» **The problem**:
Gather every line of the listing that contains the word "mountain" and copy each one out. Case counts.

» **Material to process**:
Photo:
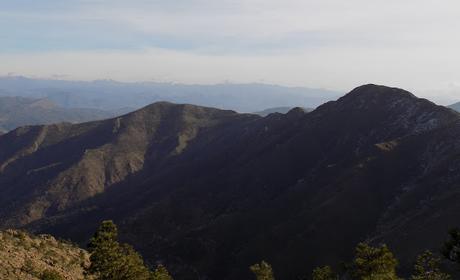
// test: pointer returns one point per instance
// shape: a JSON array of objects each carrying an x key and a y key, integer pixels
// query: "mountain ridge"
[{"x": 213, "y": 191}]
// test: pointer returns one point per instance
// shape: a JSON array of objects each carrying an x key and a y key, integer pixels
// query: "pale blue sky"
[{"x": 329, "y": 43}]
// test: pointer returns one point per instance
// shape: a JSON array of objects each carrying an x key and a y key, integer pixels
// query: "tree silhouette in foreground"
[
  {"x": 111, "y": 260},
  {"x": 427, "y": 268},
  {"x": 323, "y": 273},
  {"x": 262, "y": 271},
  {"x": 374, "y": 263}
]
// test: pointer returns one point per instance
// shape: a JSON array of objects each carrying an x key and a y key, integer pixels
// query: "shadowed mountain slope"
[{"x": 210, "y": 192}]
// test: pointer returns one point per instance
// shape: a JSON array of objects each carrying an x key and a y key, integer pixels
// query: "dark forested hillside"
[{"x": 210, "y": 192}]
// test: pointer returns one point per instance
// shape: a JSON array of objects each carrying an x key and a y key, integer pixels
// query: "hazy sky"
[{"x": 334, "y": 44}]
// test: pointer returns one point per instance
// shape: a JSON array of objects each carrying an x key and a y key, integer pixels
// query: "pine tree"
[
  {"x": 112, "y": 261},
  {"x": 427, "y": 268},
  {"x": 161, "y": 273},
  {"x": 262, "y": 271},
  {"x": 323, "y": 273},
  {"x": 374, "y": 263}
]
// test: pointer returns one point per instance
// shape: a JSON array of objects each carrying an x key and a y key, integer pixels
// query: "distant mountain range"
[
  {"x": 111, "y": 95},
  {"x": 209, "y": 192},
  {"x": 21, "y": 111},
  {"x": 455, "y": 106}
]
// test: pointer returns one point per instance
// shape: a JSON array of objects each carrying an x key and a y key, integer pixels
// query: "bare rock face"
[{"x": 210, "y": 192}]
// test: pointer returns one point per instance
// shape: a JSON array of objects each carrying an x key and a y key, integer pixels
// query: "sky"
[{"x": 334, "y": 44}]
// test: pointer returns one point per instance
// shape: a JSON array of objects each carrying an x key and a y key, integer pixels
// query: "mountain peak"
[{"x": 373, "y": 91}]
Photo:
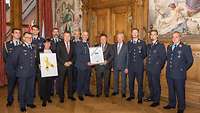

» **Answer to the exercise**:
// query: "mountain ridge"
// query: "shadowed mountain slope"
// query: "distant mountain range"
// query: "mountain peak"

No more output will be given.